**REQUIRED ACTION**. A verbatim copy of each record is required.
· · · ·
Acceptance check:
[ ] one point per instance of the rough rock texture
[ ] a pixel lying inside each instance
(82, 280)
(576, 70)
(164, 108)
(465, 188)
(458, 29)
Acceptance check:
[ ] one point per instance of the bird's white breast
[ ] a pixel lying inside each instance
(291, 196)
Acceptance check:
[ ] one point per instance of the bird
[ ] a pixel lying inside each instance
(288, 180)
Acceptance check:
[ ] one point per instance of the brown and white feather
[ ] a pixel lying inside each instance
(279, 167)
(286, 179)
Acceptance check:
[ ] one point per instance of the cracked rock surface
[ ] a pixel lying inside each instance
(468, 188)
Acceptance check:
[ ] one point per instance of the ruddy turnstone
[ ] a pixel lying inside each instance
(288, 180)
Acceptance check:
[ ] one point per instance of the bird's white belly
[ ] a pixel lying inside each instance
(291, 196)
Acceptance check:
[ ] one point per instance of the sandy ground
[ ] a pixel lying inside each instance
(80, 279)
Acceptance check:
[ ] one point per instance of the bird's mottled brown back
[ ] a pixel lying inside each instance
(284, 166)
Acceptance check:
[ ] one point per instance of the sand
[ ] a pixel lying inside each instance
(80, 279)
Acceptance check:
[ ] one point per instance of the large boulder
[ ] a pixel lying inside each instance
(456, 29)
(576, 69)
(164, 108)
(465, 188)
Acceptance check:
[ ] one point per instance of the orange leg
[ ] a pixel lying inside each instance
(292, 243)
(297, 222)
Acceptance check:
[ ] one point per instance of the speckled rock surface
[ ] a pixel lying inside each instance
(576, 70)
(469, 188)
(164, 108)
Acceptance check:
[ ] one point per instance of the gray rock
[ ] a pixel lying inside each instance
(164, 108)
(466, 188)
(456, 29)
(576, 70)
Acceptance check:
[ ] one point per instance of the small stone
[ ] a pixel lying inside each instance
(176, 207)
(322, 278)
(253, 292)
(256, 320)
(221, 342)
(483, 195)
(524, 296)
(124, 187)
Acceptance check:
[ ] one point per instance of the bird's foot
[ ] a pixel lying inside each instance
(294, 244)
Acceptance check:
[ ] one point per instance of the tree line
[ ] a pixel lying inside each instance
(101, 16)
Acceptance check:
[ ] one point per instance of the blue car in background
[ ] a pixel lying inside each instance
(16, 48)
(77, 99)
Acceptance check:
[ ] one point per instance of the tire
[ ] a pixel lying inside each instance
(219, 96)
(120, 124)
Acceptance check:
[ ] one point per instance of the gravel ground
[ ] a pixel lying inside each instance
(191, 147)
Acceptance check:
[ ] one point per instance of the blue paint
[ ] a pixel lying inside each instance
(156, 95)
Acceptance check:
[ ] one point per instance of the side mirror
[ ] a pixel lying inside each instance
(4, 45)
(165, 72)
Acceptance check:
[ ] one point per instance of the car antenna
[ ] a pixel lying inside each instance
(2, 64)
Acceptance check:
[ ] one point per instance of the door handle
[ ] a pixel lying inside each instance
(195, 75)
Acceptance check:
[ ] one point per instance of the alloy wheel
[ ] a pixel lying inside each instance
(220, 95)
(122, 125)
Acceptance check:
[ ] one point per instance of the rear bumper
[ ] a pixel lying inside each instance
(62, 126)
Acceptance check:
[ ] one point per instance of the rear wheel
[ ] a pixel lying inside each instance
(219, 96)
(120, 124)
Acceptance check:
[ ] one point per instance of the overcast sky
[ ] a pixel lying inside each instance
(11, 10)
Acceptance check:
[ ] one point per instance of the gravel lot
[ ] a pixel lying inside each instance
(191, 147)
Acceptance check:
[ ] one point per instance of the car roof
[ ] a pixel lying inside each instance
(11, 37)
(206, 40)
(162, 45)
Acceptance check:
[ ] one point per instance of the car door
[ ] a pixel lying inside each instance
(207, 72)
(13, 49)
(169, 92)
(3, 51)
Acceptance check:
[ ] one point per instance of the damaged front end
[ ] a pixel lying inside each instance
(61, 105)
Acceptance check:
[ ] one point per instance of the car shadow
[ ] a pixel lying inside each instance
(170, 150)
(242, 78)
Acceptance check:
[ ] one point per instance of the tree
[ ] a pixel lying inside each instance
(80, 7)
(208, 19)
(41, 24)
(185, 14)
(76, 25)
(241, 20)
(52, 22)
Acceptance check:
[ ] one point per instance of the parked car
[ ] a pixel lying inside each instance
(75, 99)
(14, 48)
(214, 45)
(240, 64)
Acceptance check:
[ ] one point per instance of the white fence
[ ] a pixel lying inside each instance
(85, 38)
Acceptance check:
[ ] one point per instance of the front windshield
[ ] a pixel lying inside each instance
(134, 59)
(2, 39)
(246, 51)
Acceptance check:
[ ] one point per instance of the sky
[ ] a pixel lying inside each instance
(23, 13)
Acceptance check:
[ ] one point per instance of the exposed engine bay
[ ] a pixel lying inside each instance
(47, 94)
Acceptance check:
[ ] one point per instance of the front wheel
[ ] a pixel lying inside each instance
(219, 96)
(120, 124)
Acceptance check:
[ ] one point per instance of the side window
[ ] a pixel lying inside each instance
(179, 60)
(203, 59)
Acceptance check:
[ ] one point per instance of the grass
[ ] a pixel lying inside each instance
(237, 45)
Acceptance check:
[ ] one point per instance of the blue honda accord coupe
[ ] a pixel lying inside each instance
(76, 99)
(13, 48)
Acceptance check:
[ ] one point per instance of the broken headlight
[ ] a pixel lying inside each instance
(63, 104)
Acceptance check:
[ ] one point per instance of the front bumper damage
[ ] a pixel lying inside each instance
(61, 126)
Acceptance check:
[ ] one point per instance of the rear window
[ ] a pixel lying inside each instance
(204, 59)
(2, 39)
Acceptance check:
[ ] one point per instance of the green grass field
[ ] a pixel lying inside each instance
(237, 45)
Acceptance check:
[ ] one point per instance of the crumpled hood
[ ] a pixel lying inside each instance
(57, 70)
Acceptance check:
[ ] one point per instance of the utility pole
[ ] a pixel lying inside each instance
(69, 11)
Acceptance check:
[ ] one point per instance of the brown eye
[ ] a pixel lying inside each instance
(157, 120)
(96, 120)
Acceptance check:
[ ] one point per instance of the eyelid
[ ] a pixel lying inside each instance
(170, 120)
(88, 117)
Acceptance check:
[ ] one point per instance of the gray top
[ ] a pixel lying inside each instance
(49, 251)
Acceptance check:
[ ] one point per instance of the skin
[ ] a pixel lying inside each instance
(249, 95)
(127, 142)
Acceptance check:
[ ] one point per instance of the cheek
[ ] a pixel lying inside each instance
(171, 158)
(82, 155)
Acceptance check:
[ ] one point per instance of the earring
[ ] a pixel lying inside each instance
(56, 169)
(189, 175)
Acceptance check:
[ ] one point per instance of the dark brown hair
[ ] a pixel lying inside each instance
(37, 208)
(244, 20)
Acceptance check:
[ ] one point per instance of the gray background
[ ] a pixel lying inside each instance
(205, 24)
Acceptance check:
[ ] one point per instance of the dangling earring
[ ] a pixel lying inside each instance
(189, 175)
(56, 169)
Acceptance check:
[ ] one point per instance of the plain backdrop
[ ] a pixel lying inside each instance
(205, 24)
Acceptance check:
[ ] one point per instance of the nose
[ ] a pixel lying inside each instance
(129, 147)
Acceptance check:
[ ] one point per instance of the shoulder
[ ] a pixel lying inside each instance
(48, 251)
· · · ·
**SOLUTION FOR THIS PROBLEM**.
Acceptance check:
[ ] one point per instance of the rough rock texture
[ ] a pixel lying inside each instance
(82, 280)
(576, 70)
(164, 108)
(465, 188)
(458, 29)
Acceptance check:
[ ] one point per instance of the bird's white breast
[ ] a pixel lying inside each instance
(291, 196)
Acceptance check:
[ ] one point per instance of the bird
[ ] a pixel lying inside each instance
(288, 180)
Acceptance check:
[ ] one point per instance of the brown and white feather
[ ] a pixel lying inside each instance
(279, 167)
(286, 179)
Acceptance check:
[ ] one point per instance of the cracked rock surface
[ ] a pixel lying inside each instance
(468, 188)
Acceptance check:
[ ] one point per instance of the ruddy turnstone
[ ] a pixel lying inside each instance
(288, 180)
Acceptance check:
[ ] one point per instance of the bird's white belly
[ ] a pixel lying inside each instance
(291, 196)
Acceptance check:
[ ] one point per instance of the sandy ground
[ ] a pixel lying inside each instance
(80, 279)
Acceptance check:
[ ] one point per instance of the bird's mottled brown back
[ ] a pixel lying inside each instance
(284, 166)
Acceptance check:
[ ] one point per instance of the sand
[ ] a pixel lying inside each instance
(80, 279)
Acceptance check:
[ ] one point per instance of the large boulder
[ ] a pixel lying inside each instance
(456, 29)
(576, 69)
(164, 108)
(465, 188)
Acceptance check:
[ ] one point per instance of the orange leg
[ ] a pixel lying inside each instance
(292, 243)
(297, 222)
Acceptance check:
[ ] one point per instance of the speckled rock surface
[ ] a pixel lying inside each instance
(576, 70)
(469, 188)
(164, 108)
Acceptance check:
[ ] one point per instance of the gray rock
[ ] a pixel lying inside each instance
(164, 108)
(466, 188)
(456, 29)
(576, 70)
Acceptance check:
[ ] one point per instance of the small stone
[ ] a pixel lying inside each instance
(176, 207)
(322, 278)
(253, 292)
(256, 320)
(221, 342)
(483, 195)
(524, 296)
(124, 187)
Acceptance check:
[ ] one point per instance of the bird's foot
[ ] a pixel lying inside each instance
(294, 244)
Acceptance check:
[ ] one point per instance of the tree line
[ ] a pixel lying inside each instance
(101, 16)
Acceptance check:
[ ] one point per instance of the blue car in background
[ ] a pixel lying inside each instance
(16, 48)
(77, 99)
Acceptance check:
[ ] one point per instance of the tire
[ ] a pixel lying inside each instance
(219, 96)
(120, 124)
Acceptance check:
[ ] one point per instance of the gravel ground
[ ] a pixel lying inside each instance
(191, 147)
Acceptance check:
[ ] one point per instance of the blue paint
[ ] a pixel lying inside each instance
(156, 95)
Acceptance check:
[ ] one point per instance of the side mirror
[ ] a pixel lying inside each instance
(4, 45)
(165, 72)
Acceptance check:
[ ] one point per instance of the car antenna
[ ] a pixel lying inside each instance
(2, 64)
Acceptance check:
[ ] one point per instance of the door handle
[ ] a pixel lying inside each instance
(195, 75)
Acceptance check:
[ ] one point per instance of the alloy wheel
[ ] a pixel lying inside each instance
(220, 95)
(122, 125)
Acceptance check:
[ ] one point per instance of the rear bumper
[ ] a pixel lying inside each instance
(62, 126)
Acceptance check:
[ ] one point per instance of the rear wheel
[ ] a pixel lying inside each instance
(219, 96)
(120, 124)
Acceptance check:
[ ] one point per instance of the overcast sky
[ ] a pixel lying inside each instance
(11, 10)
Acceptance check:
[ ] one point per instance of the gravel lot
[ ] a pixel lying inside each instance
(191, 147)
Acceptance check:
[ ] one point per instance of the car roof
[ ] a pixel lying inside each instance
(11, 37)
(206, 40)
(162, 45)
Acceptance check:
[ ] one point per instance of the car door
[ ] a pixel lying inside each instance
(207, 72)
(13, 49)
(169, 92)
(3, 51)
Acceptance check:
[ ] one point per instance of the damaged front end
[ ] a pixel lying inside each instance
(61, 105)
Acceptance check:
[ ] one point per instance of the car shadow
[ ] a pixel lying inside each instance
(170, 150)
(242, 78)
Acceptance check:
[ ] one point per instance of the tree
[ ] a pixel lying inside each instance
(80, 7)
(208, 19)
(41, 24)
(185, 14)
(76, 25)
(241, 20)
(52, 22)
Acceptance check:
[ ] one point per instance of the parked car
[ ] a pixel lying inside each instance
(75, 99)
(14, 48)
(214, 45)
(240, 64)
Acceptance check:
[ ] one point per instance of the white fence
[ ] a pixel lying inside each instance
(85, 38)
Acceptance check:
[ ] one point per instance of the front windshield
[ ] a pixel lying inside each instance
(134, 59)
(2, 39)
(246, 51)
Acceptance check:
[ ] one point per instance of the sky
[ ] a pixel lying inside each instance
(23, 13)
Acceptance check:
[ ] one point per instance of the exposed engine bay
[ ] a pixel lying inside each instance
(47, 94)
Acceptance check:
[ ] one point per instance of the front wheel
[ ] a pixel lying inside each instance
(219, 96)
(120, 124)
Acceptance check:
[ ] one point per instance of the side window
[ ] a pixel lying inside each instance
(179, 60)
(203, 59)
Acceptance check:
[ ] one point per instance of the grass
[ ] a pixel lying inside each instance
(237, 45)
Acceptance check:
[ ] one point per instance of the blue honda accord coupe
[ ] a pixel lying inside each instance
(76, 99)
(13, 48)
Acceptance check:
[ ] one point per instance of the broken headlight
[ ] a pixel lying inside each instance
(63, 104)
Acceptance check:
[ ] one point per instance of the front bumper damage
[ ] a pixel lying inside each instance
(61, 126)
Acceptance check:
[ ] one point per instance of the rear window
[ ] a pixel lying inside each instance
(204, 59)
(2, 39)
Acceptance check:
[ ] one point per instance of the green grass field
[ ] a pixel lying inside each instance
(237, 45)
Acceptance check:
[ ] one point per instance of the crumpled hood
[ ] a pixel lying inside each instance
(57, 70)
Acceptance check:
[ ] one point per instance of the utility pole
[ ] a pixel lying inside each instance
(69, 11)
Acceptance check:
[ ] one point per instance of the brown eye
[ ] a pixel lying inside each instance
(157, 120)
(96, 120)
Acceptance check:
[ ] one point per instance of the eyelid
[ ] a pixel lying inside each instance
(170, 120)
(88, 117)
Acceptance check:
[ ] one point per instance of the gray top
[ ] a pixel lying inside each instance
(49, 251)
Acceptance check:
[ ] one point per instance of the skin
[ ] a pixel lying inside each instance
(249, 95)
(127, 142)
Acceptance check:
[ ] one point per instance of the cheek
[ ] a pixel lying inside each instance
(171, 158)
(82, 155)
Acceptance check:
[ ] one point per instance of the earring
[ ] a pixel lying inside each instance
(56, 169)
(189, 175)
Acceptance check:
[ ] one point per instance of the dark brown hair
[ ] a pixel lying inside each instance
(37, 208)
(244, 20)
Acceptance check:
[ ] one point per instance of the gray background
[ ] a pixel lying inside each instance
(205, 24)
Acceptance check:
[ ] one point per instance of the dangling earring
[ ] a pixel lying inside each instance
(189, 175)
(56, 169)
Acceptance check:
[ ] one point per instance of the plain backdrop
[ ] a pixel lying inside each instance
(205, 24)
Acceptance check:
[ ] one point per instance of the nose
[ ] a pixel lying inside each instance
(129, 147)
Acceptance check:
[ ] one point per instance of the shoulder
[ ] a pixel lying inside each instance
(48, 251)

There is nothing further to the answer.